Job:
Rewrite the material below, replacing every occurrence of "Kindly" with "Please" and leaving everything else unchanged.

Dataset excerpts:
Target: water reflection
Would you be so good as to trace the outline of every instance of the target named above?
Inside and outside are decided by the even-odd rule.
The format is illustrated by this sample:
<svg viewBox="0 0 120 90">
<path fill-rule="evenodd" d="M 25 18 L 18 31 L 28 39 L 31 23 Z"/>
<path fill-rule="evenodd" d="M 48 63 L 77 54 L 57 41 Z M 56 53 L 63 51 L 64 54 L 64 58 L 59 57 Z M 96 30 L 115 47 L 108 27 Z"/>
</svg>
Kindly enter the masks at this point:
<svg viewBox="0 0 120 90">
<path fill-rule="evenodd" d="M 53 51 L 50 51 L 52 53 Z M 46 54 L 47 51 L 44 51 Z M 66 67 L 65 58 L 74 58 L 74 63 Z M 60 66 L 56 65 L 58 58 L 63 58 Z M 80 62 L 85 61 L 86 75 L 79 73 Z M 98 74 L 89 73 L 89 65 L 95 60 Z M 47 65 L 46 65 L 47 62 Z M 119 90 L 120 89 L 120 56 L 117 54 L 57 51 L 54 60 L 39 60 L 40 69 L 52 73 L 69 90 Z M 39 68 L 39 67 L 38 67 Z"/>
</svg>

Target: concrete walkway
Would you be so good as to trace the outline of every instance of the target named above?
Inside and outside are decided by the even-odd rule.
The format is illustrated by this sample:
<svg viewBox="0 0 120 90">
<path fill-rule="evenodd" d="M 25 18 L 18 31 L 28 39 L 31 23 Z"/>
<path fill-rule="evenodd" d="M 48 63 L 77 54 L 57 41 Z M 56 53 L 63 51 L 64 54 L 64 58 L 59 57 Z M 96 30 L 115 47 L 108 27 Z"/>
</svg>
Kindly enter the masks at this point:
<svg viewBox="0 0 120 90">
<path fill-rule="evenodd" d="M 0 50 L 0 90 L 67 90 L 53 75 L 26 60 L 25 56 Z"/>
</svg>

Answer for the task:
Target: water reflection
Would you be so good as to trace the outline of every instance of the target named above?
Inside and outside are decided by the even-odd rule.
The format is illustrated by this sample:
<svg viewBox="0 0 120 90">
<path fill-rule="evenodd" d="M 25 18 L 18 31 L 28 39 L 31 23 Z"/>
<path fill-rule="evenodd" d="M 48 63 L 77 54 L 57 41 Z M 56 53 L 63 51 L 64 54 L 64 58 L 59 57 Z M 96 30 L 115 47 L 108 27 Z"/>
</svg>
Please enter the masks at this point:
<svg viewBox="0 0 120 90">
<path fill-rule="evenodd" d="M 53 51 L 50 51 L 52 53 Z M 46 54 L 47 51 L 44 51 Z M 66 67 L 65 58 L 74 58 L 74 63 Z M 60 66 L 56 65 L 58 58 L 63 58 Z M 80 62 L 85 61 L 86 75 L 79 73 Z M 98 74 L 89 73 L 89 65 L 95 60 Z M 47 65 L 46 65 L 47 62 Z M 119 90 L 120 89 L 120 56 L 117 54 L 57 51 L 54 60 L 39 60 L 40 69 L 52 73 L 69 90 Z M 39 68 L 39 67 L 38 67 Z"/>
</svg>

Target: concrete walkway
Would you be so good as to trace the outline of every instance of the target named above?
Inside and outside are decided by the even-odd rule.
The format is illustrated by this sample:
<svg viewBox="0 0 120 90">
<path fill-rule="evenodd" d="M 25 18 L 18 31 L 28 39 L 31 23 Z"/>
<path fill-rule="evenodd" d="M 48 63 L 77 54 L 57 41 Z M 56 53 L 63 51 L 64 54 L 64 58 L 59 57 Z M 96 30 L 115 47 L 108 27 Z"/>
</svg>
Please enter the masks at this point:
<svg viewBox="0 0 120 90">
<path fill-rule="evenodd" d="M 0 50 L 0 90 L 67 90 L 53 75 L 26 60 L 25 56 Z"/>
</svg>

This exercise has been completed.